● TEXT UNDER STUDY
======
Abstract
Objective. To investigate whether fatigue is an inflammatory (rheumatoid arthritis; RA) variable, the contributions of RA variables to fatigue, and the levels of fatigue in RA compared with osteoarthritis (OA) and fibromyalgia (FM).
Methods. We studied 2096 RA patients, 1440 with OA, and 1073 with FM in a clinical setting, and 14,607 RA, 3173 OA, and 2487 patients with FM in survey research. We partitioned variables into inflammatory and noninflammatory factors and examined variable contribution to fatigue (0–10 visual analog scale).
Results. Factor analysis identified Disease Activity Score-28 (DAS28) and swollen (SJC) and tender joint count (TJC) as a physician-inflammation factor, and patient global assessment, pain, Health Assessment Questionnaire, and fatigue as patient components. Fatigue demonstrated weak correlations with erythrocyte sedimentation rate (ESR; r = 0.071) and SJC (r = 0.112), weak to fair correlations with TJC (r = 0.294), physician global assessment of RA activity (r = 0.384), and DAS28 (r = 0.399), but strong correlation with patient global assessment of severity (r = 0.567). In hierarchical regression analysis, patient global explained 43.1% of DAS28 fatigue variance; when SJC, TJC, and ESR were entered, the explained variance increased to 43.7%. In reverse order, SJC, TJC, and ESR explained 9.2% of the variance, but explained variance increased to 43.7% when patient global was added. The mean clinic fatigue scores were RA 4.9, OA 4.8, FM 7.6; mean survey scores were RA 4.5, OA 4.4, FM 6.3. Adjusted for age and sex, RA and OA fatigue scores were not significantly different.
Conclusion. Inflammatory components of the DAS28 contribute minimally to fatigue. RA and OA fatigue levels do not differ. Fatigue is not an inflammatory variable and has no unique association with RA or RA therapy.
Fatigue is a common symptom, although its prevalence and severity differ according to definition and setting. In a US population-based study of 56,146 adults aged 18 to 69 years, 9.4% of the population were identified as having fatigue for 1 month or longer1. In The Netherlands 22% of 12,095 working adults were fatigued according to an assessment that used a scale cutoff to determine fatigue2. Among patients within the case mix of 2 adult primary care clinics, Kroenke, et al noted fatigue that was a major problem in 24% of 1159 consecutive patients surveyed3. Bates and colleagues found that, of 995 primary care patients, 27% complained of at least 6 months of unusual fatigue that interfered with their daily lives4, and in 6 UK general practices, consisting of 31,651 persons aged 18–45 years, 18.3% reported substantial fatigue lasting 6 months or longer5.
With respect to patients with chronic illnesses in rheumatology clinics, Wolfe, et al studied 1488 consecutive patients with rheumatic diseases6. Fatigue measured by a 0–3 visual analog scale (VAS) was present in 88%–98% of patients, but clinically important levels of fatigue (> 2.0) were present in more than 41% of patients with rheumatoid arthritis (RA) or osteoarthritis (OA), and in 76% of those with fibromyalgia (FM).
======
● ACTION ITEM
In the text about fatigue in rheumatoid arthritis, which variable showed the strongest correlation with fatigue, and what was its r value? Rely only on the text about fatigue in rheumatoid arthritis.

(Dataset entries)
======
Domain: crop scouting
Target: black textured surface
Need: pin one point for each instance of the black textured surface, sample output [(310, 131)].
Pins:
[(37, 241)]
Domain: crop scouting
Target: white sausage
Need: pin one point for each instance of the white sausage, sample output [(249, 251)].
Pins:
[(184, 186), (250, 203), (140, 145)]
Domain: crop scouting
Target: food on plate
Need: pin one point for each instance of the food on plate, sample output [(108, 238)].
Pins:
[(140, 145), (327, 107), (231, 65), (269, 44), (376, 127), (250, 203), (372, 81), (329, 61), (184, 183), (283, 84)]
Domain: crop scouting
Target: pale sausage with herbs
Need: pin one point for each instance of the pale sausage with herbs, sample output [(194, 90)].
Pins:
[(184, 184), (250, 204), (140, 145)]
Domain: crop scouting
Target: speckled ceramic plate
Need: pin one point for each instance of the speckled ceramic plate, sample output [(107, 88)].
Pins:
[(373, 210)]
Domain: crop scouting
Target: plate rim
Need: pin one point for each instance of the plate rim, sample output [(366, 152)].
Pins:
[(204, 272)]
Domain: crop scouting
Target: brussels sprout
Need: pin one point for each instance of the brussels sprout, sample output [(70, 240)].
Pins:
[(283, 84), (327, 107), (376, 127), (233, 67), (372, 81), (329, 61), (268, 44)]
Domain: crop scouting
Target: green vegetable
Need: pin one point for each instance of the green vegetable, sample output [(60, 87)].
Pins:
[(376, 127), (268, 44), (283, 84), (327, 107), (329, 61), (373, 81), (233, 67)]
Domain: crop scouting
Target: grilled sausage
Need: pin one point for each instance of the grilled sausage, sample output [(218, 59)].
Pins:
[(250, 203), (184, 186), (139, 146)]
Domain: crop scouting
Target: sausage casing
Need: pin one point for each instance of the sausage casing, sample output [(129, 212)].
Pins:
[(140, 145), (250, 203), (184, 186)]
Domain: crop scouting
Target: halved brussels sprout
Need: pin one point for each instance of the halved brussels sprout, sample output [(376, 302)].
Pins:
======
● WRITTEN RESPONSE
Patient global assessment of severity, with r = 0.567.